== BRANO FORNITO ==
========

Post n°14064 pubblicato il 22 Ottobre 2017 da Ladridicinema
 

Cattivissimo Me 3 - la recensione del ritorno di Gru e dei Minions

Con questo Cattivissimo Me 3, la saga dell'Illumination Entertainment ha raggiunto quell'equilibrio che potrebbe consentirle di procedere quasi all'infinito, interesse del pubblico permettendo. Pierre Coffin dirige per la terza volta le peripezie del suo buffo ex-villain, coadiuvato dal Kyle Balda che due anni fa aveva diretto i virali Minions in un lungometraggio tutto per loro. Con incassi crescenti (540 milioni per Cattivissimo Me, 970 per Cattivissimo Me 2), ogni nuovo incontro con la famiglia allargata di Gru e dei Minions è diventato una rimpatriata, prima ancora di essere un film.



Questa fidelizzazione del pubblico comporta, in questo terzo capitolo più del solito, una simulazione di evoluzione che in realtà produce una vicenda non troppo significativa, piuttosto statica nei rapporti interpersonali tra i protagonisti e anche piuttosto slegata: a meno di non cercare in una generica "ricerca della felicità" un tema comune, il rapporto tra Gru e Dru, Agnes alla ricerca di un unicorno e le peripezie dei Minions sembrano procedere per binari paralleli che convergono alla fine solo per esigenze di copione. Lo stesso sdoppiamento del protagonista sembra più un modo di sbloccare la caratterizzazione di Gru, diventata troppo buonista, con il personaggio di Dru che si propone quasi come un suo "reboot", ancora legato alla malvagità innocua e più divertente.

Non si possono in definitiva imputare a Cattivissimo Me 3 molti difetti intrinseci, ma bisognerebbe ammettere che la sua inattaccabilità dipende da un muoversi in territori sicuri e stracollaudati, al di là dei quali s'intravede un timore di spiazzare. E quindi di entusiasmare sul serio.

========

== VOCI FORNITE ==

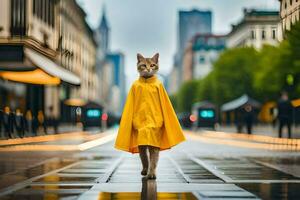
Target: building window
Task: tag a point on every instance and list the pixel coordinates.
(274, 34)
(202, 59)
(18, 17)
(44, 10)
(253, 34)
(263, 34)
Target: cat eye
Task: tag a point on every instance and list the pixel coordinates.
(142, 66)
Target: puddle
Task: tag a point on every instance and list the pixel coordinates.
(53, 178)
(138, 196)
(274, 191)
(11, 179)
(41, 196)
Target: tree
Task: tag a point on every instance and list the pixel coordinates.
(187, 95)
(233, 74)
(269, 77)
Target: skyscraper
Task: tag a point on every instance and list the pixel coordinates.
(191, 23)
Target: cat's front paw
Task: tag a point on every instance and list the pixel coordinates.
(151, 176)
(144, 172)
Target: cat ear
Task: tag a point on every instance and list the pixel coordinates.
(140, 57)
(155, 58)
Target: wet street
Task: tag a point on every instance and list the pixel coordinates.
(206, 166)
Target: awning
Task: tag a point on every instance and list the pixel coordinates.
(237, 103)
(36, 76)
(296, 103)
(75, 102)
(52, 68)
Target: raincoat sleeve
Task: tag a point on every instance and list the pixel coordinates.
(173, 133)
(123, 140)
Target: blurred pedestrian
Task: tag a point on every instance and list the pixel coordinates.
(29, 120)
(19, 123)
(248, 116)
(1, 122)
(7, 122)
(42, 121)
(52, 120)
(285, 114)
(239, 120)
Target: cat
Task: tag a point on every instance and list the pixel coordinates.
(149, 155)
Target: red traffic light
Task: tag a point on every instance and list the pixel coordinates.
(193, 118)
(104, 117)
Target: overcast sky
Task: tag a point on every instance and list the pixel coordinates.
(149, 26)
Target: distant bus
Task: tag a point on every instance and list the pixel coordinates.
(92, 115)
(205, 115)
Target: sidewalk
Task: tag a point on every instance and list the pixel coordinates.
(267, 130)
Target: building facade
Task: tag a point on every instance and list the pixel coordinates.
(48, 51)
(110, 70)
(289, 13)
(190, 23)
(257, 28)
(203, 51)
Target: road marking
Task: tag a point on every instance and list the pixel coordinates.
(105, 137)
(244, 144)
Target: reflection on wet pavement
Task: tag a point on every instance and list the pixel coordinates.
(274, 191)
(23, 175)
(179, 176)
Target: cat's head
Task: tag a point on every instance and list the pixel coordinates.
(147, 67)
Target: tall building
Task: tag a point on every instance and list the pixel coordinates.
(289, 13)
(190, 23)
(110, 70)
(258, 27)
(203, 51)
(118, 82)
(47, 55)
(78, 54)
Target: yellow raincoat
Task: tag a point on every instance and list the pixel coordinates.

========

== IL TUO COMPITO ==
Scrivi tutti i titoli di film che compaiono nella recensione. Le voci vengono da un'altra fonte.

== RISPOSTA AL COMPITO ==
- Cattivissimo Me 3
- Minions
- Cattivissimo Me
- Cattivissimo Me 2